▶ [TASK OBJECTIVE]
Transcribe exactly the lines from the one holding "Each instance of the black hair" to the end of the data below, including both of those lines and no others.

▶ [Image point annotation entries]
=-=-=
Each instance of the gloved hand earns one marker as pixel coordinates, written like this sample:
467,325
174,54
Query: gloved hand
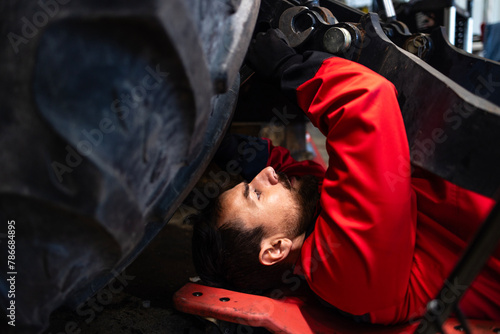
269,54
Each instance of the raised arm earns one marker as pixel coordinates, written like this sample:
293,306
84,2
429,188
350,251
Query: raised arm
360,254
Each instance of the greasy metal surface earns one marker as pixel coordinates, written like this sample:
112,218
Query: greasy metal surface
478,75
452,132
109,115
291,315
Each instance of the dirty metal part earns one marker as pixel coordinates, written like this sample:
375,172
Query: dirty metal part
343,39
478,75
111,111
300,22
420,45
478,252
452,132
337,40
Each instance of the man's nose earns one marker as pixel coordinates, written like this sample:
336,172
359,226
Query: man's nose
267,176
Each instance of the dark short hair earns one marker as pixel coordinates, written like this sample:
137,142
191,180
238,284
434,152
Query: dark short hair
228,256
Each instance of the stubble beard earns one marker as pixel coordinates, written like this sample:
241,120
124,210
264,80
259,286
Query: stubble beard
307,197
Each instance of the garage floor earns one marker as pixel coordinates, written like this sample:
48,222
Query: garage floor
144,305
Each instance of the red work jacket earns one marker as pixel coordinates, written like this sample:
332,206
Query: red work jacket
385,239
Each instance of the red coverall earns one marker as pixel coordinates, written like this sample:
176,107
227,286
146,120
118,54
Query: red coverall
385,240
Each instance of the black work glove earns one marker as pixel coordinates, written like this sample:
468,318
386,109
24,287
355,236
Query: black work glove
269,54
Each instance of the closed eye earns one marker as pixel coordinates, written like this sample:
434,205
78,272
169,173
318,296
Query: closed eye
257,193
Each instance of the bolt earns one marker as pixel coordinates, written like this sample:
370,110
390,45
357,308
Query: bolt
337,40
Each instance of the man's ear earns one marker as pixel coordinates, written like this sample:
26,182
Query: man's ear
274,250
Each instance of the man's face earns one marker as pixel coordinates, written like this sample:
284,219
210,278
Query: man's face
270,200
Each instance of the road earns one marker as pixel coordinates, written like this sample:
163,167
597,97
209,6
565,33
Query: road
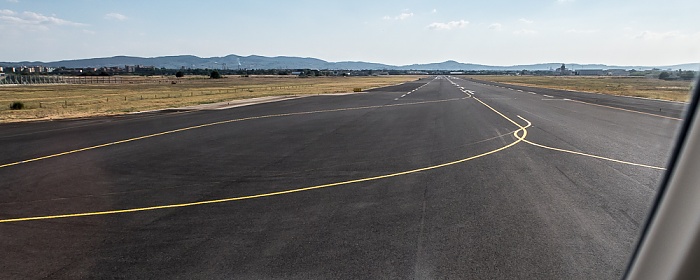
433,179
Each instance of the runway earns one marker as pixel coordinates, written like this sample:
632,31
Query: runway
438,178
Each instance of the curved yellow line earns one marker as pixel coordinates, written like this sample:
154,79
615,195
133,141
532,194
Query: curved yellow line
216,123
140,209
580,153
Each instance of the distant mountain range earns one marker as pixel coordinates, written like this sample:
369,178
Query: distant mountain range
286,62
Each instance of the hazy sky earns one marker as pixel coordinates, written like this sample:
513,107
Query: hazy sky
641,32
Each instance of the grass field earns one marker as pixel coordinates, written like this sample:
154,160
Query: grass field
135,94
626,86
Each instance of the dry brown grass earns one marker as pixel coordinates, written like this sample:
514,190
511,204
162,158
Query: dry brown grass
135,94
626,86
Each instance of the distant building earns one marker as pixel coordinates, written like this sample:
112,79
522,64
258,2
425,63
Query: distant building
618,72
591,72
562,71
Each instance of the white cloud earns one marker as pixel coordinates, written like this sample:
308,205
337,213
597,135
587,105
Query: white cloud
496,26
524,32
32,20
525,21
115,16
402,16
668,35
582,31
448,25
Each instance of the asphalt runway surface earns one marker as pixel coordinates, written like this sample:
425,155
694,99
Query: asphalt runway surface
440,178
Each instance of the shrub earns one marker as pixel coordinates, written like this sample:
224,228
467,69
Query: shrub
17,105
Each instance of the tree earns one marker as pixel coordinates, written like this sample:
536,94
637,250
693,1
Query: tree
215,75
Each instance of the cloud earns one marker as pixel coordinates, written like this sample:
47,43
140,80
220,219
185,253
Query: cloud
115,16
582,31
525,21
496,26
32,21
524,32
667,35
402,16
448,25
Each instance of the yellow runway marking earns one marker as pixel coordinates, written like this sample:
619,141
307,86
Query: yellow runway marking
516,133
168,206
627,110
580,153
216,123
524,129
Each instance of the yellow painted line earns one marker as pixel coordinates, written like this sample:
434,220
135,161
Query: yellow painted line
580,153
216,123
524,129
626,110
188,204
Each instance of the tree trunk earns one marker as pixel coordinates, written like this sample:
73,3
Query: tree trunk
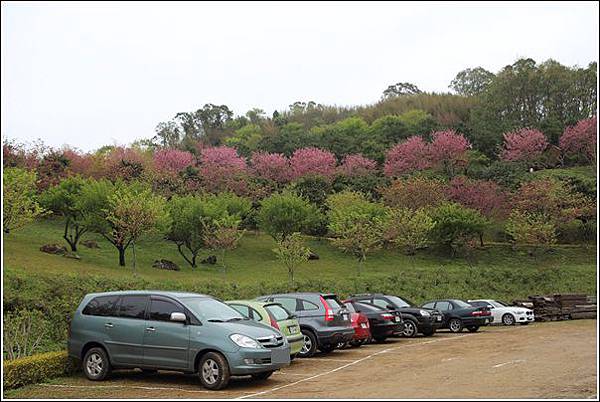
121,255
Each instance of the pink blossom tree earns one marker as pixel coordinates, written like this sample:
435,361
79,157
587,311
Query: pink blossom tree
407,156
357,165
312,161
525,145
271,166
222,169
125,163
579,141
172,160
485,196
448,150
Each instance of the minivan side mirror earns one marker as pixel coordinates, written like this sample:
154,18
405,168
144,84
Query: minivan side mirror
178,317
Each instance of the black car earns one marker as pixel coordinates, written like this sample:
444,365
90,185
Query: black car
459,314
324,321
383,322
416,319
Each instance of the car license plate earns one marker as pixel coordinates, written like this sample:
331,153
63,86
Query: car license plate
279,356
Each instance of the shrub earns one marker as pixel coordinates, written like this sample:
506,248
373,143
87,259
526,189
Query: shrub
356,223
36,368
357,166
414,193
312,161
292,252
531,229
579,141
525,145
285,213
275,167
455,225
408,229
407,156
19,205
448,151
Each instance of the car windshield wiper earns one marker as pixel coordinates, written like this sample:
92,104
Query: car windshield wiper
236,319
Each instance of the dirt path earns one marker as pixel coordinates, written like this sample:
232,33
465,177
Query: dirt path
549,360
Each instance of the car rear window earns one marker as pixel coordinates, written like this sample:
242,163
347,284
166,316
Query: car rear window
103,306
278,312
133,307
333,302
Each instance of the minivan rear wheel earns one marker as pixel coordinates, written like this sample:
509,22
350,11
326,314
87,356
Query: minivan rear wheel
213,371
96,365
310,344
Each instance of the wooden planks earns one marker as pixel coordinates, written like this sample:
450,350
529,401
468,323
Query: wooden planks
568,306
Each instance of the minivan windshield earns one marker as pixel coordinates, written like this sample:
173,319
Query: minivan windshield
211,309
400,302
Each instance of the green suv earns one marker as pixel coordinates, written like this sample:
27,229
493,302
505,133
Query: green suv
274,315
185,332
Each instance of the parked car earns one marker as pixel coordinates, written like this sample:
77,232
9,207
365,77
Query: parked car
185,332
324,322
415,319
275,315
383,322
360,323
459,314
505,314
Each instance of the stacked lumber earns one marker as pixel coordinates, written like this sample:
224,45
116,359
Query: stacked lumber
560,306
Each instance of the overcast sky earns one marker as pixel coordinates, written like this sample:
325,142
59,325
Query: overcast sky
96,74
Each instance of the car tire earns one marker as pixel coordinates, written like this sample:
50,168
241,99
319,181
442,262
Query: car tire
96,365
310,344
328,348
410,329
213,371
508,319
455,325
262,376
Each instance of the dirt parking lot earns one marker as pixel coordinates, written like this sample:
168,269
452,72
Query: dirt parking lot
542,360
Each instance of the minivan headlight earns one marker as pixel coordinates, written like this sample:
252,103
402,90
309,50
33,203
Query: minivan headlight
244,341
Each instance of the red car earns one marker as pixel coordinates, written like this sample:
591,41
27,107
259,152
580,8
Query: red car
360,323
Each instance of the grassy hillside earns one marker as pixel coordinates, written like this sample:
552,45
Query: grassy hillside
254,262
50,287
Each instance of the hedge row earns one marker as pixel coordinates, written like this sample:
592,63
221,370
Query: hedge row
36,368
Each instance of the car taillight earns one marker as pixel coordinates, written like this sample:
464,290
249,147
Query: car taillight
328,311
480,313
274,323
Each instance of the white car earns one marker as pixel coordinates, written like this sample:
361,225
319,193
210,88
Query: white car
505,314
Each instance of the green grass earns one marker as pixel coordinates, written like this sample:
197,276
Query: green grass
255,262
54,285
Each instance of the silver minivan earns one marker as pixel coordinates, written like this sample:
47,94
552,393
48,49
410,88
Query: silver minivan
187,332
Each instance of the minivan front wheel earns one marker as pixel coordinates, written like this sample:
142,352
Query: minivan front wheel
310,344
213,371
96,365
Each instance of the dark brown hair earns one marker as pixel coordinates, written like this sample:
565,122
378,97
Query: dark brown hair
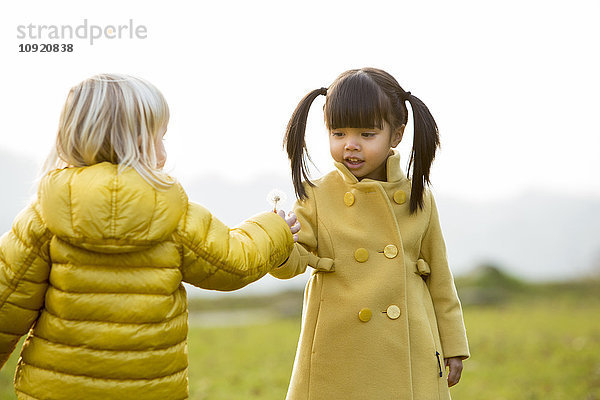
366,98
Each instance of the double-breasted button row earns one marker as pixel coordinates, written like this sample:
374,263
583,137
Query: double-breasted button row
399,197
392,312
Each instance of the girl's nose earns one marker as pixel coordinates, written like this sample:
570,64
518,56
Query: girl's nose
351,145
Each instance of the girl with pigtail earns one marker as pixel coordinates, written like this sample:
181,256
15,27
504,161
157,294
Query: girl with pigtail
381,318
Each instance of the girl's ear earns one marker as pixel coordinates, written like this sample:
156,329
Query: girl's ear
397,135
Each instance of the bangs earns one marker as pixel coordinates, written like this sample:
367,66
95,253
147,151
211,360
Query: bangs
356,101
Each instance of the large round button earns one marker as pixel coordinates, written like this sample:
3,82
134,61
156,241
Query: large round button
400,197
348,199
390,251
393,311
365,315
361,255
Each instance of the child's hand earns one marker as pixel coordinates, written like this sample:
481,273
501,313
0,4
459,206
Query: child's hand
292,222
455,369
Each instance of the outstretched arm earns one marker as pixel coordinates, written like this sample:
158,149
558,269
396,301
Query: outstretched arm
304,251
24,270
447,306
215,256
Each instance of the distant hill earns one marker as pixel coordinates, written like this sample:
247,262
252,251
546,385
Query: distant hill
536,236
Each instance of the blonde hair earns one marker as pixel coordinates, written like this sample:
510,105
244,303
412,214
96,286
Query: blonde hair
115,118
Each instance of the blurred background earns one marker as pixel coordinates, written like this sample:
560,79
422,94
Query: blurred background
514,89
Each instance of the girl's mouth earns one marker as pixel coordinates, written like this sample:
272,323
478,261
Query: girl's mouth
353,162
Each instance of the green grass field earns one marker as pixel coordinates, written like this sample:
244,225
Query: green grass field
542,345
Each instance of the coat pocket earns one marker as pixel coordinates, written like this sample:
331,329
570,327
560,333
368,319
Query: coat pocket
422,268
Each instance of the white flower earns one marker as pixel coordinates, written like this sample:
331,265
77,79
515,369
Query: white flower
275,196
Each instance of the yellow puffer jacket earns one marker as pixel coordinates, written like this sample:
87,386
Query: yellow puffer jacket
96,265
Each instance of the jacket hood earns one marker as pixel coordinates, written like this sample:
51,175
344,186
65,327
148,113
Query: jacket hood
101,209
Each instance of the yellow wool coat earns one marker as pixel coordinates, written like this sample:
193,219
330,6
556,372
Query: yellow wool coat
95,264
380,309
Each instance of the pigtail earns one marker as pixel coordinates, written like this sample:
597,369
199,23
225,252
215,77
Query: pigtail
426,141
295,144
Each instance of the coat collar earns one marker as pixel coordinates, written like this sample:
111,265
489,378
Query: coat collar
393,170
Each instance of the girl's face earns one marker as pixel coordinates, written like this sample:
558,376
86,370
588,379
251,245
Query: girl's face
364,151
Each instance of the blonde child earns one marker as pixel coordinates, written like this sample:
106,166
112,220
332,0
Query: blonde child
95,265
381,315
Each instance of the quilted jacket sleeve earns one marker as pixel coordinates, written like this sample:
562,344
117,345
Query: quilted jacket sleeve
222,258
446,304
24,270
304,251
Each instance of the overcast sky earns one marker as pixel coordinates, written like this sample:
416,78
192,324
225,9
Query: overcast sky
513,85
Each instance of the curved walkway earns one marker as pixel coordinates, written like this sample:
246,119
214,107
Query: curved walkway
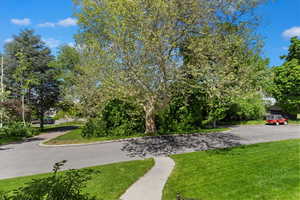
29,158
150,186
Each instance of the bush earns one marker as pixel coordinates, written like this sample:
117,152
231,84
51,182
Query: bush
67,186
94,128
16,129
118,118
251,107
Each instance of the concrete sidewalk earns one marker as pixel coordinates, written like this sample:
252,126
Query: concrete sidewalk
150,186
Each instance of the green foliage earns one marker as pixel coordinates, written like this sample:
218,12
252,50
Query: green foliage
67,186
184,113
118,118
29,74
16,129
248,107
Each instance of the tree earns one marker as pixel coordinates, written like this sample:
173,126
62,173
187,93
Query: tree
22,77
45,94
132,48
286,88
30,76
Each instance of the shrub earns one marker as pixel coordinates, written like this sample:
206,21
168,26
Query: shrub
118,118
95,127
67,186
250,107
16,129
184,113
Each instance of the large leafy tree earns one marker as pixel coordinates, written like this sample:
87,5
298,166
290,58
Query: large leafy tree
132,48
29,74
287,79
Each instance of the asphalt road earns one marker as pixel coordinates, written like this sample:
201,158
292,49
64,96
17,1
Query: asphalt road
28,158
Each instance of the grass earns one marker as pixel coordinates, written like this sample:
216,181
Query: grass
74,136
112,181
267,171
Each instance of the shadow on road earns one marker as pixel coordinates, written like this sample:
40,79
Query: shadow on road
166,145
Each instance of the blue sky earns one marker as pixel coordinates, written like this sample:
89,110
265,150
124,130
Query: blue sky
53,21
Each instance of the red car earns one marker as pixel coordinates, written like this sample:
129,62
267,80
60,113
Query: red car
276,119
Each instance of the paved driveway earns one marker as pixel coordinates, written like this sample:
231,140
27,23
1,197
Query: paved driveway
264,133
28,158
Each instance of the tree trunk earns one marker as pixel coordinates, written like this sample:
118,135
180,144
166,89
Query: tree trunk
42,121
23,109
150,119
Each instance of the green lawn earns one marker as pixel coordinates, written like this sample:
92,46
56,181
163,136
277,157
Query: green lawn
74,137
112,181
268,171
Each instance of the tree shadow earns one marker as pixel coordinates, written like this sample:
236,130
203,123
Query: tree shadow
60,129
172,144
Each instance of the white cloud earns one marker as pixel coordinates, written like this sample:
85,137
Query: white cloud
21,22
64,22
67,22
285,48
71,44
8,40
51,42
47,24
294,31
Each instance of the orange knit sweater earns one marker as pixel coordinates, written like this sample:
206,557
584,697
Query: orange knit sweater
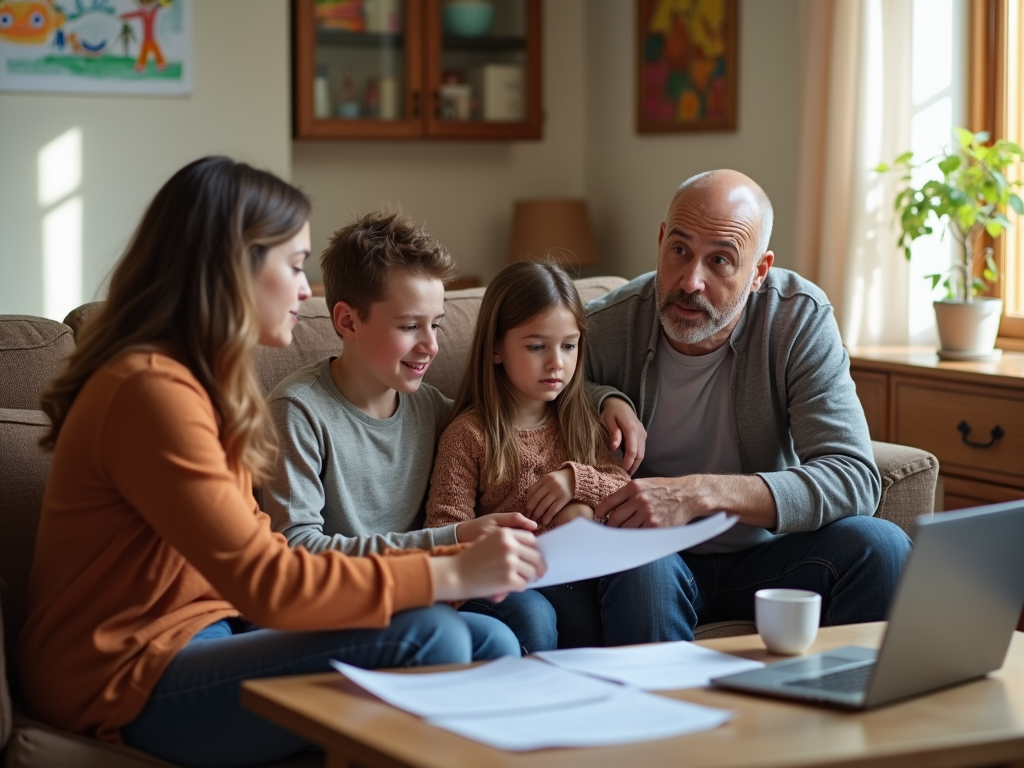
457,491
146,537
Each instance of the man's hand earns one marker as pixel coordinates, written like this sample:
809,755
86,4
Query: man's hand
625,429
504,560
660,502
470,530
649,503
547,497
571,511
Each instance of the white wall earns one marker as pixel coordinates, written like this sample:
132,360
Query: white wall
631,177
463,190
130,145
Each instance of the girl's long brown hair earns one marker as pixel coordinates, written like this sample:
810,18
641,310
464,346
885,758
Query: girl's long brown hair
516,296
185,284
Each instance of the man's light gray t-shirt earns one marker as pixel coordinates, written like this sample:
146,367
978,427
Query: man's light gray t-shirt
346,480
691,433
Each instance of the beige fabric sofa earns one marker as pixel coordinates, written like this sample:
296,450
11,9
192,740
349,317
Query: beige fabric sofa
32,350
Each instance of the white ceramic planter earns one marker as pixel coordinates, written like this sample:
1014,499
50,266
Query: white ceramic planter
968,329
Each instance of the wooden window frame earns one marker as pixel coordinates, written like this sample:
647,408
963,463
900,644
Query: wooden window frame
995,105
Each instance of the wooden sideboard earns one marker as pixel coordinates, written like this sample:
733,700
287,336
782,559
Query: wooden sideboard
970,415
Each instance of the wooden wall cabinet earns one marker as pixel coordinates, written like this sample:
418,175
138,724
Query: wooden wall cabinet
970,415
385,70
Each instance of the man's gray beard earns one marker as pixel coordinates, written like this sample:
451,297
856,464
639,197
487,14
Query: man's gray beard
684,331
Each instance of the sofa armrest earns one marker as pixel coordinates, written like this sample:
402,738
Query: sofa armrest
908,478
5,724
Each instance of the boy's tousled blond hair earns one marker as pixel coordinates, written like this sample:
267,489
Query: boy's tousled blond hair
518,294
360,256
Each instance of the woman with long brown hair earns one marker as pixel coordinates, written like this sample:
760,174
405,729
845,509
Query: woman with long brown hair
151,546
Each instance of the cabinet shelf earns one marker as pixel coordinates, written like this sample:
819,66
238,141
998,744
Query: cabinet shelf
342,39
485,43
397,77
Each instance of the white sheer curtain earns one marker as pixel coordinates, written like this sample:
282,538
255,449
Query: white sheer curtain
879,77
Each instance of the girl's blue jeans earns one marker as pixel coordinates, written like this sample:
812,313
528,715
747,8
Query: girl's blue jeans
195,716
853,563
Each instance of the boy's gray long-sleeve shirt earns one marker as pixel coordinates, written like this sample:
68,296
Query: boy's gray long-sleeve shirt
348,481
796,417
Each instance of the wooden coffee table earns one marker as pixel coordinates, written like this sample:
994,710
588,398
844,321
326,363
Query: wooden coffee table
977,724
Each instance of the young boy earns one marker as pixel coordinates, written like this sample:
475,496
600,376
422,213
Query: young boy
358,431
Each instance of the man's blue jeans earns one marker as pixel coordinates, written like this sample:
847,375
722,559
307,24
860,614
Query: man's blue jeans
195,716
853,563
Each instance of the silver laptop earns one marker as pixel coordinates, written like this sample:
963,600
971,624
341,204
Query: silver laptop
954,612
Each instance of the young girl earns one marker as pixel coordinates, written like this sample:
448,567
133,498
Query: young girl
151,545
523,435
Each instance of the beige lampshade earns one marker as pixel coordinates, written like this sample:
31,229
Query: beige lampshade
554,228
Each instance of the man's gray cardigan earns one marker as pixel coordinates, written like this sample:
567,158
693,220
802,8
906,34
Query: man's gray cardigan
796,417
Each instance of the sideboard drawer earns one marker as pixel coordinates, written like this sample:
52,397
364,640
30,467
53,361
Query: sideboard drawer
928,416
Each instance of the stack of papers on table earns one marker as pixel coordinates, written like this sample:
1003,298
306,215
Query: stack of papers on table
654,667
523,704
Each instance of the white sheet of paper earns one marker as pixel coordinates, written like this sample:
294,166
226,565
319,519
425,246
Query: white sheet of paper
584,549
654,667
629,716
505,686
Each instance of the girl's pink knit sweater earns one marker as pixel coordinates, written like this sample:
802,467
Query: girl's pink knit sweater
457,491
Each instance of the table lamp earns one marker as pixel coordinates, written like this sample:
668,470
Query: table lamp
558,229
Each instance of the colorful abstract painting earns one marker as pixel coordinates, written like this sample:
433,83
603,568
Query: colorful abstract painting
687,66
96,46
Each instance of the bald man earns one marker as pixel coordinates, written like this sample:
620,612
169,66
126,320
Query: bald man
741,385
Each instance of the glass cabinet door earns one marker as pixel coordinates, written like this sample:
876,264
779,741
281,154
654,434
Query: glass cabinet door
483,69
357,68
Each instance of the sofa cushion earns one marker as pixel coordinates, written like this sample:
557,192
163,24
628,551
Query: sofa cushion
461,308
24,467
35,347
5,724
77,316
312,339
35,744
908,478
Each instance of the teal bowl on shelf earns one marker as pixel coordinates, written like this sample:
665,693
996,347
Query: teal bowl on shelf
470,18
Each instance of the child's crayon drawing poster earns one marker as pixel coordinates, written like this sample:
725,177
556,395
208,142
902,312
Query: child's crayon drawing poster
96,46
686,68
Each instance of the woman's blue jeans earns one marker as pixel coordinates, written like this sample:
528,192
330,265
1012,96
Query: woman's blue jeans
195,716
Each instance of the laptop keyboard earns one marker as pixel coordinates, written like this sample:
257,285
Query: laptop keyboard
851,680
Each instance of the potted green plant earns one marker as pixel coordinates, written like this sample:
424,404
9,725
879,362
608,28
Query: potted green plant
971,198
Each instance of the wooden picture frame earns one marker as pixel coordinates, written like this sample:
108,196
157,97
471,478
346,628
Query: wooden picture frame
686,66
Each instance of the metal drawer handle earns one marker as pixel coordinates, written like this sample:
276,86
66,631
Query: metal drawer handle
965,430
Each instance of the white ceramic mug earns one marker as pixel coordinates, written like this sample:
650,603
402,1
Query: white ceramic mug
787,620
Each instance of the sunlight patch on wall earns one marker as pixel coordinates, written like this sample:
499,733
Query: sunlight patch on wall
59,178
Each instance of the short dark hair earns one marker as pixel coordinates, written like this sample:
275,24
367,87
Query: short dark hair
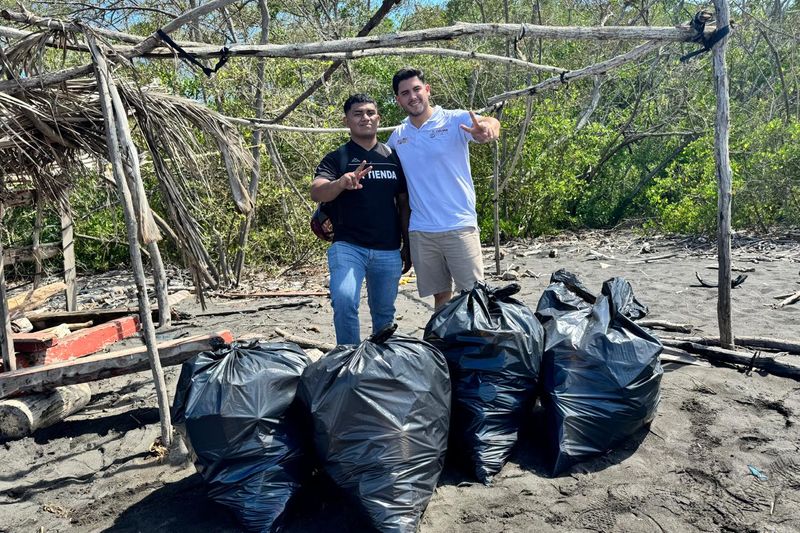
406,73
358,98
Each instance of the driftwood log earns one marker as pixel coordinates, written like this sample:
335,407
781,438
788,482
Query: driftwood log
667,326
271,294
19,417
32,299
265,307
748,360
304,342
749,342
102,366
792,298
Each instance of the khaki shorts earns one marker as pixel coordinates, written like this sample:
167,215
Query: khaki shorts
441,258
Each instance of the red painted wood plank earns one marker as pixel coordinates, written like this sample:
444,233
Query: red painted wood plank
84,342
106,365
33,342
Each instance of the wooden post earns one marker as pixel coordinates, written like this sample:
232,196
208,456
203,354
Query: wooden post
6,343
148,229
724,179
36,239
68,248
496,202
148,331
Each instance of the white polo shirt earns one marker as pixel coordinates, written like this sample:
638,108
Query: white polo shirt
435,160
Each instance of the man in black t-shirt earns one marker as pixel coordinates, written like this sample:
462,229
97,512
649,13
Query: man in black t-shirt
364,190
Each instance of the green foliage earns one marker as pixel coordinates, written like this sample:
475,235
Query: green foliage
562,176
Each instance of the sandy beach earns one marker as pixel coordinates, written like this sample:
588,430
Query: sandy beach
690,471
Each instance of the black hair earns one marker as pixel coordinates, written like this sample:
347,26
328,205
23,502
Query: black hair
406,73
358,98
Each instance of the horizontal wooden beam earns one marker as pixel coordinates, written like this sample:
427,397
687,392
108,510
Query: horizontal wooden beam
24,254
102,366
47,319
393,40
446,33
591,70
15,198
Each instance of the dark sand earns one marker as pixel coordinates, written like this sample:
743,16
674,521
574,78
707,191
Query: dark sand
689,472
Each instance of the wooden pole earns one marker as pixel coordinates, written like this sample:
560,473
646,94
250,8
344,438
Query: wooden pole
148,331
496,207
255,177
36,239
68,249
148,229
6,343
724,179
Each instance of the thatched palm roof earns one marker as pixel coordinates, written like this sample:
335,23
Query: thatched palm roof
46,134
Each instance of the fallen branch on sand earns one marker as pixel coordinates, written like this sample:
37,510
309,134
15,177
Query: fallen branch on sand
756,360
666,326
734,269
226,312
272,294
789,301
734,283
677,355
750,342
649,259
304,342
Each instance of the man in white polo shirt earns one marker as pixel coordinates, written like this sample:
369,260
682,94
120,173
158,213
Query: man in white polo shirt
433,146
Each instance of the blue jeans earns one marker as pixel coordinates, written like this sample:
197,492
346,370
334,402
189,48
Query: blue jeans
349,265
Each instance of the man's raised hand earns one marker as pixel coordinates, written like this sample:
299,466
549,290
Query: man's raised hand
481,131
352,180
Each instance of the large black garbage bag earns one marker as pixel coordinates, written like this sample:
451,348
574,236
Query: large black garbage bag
=-=-=
▶ [EXERCISE RESPONSE]
Each instance of the black hair earns one marker as pixel coordinates, written like this sample:
347,26
328,205
23,502
Query: black hair
406,73
358,98
Each instance of the horizontal wooden beam earns one marker as pixel coordinates, written like this sample:
427,397
687,392
108,510
Query: horizontal wooden beam
24,254
102,366
47,319
393,40
446,33
591,70
15,198
Each instance of the dark sand earns one marker as pixel coordinates, written like this sample:
743,16
674,521
574,78
707,191
Query: dark sand
689,472
Each instance of the wooden pole earns one marker as pixel coordinates, written like this sample:
560,473
646,94
250,8
344,438
Query: wooden pole
148,331
496,207
255,177
36,239
68,249
148,229
6,343
724,179
Each instance of the thatched palm roof earns one marker as pixel coordinates, written like this sample:
335,23
Query: thatched palm roof
46,134
Each instance of the fallen branch on sand earns one marker as pixel coordinates, written like this sample:
37,510
309,134
15,177
Query: fallen branch on sand
756,360
666,326
734,269
226,312
272,294
789,301
734,283
677,355
750,342
649,259
304,342
Each instance of the man in white polo shirt earns one marker as pixel coordinates, written like this sample:
369,260
682,94
120,173
158,213
Query: man in white polo shirt
433,146
Each instance of the blue jeans earns one marker as pixel coordinates, written like this sample:
197,492
346,370
334,402
189,48
Query: blue jeans
349,265
Each instance of the man's raised hand earns one marker as pixel coordinates, written like this sample:
299,466
549,290
Query: man's raised hand
481,131
352,180
Each instance of the large black garbage bag earns one marker as pixel coordinates, written like this sample:
451,348
574,236
Query: large black garbage bag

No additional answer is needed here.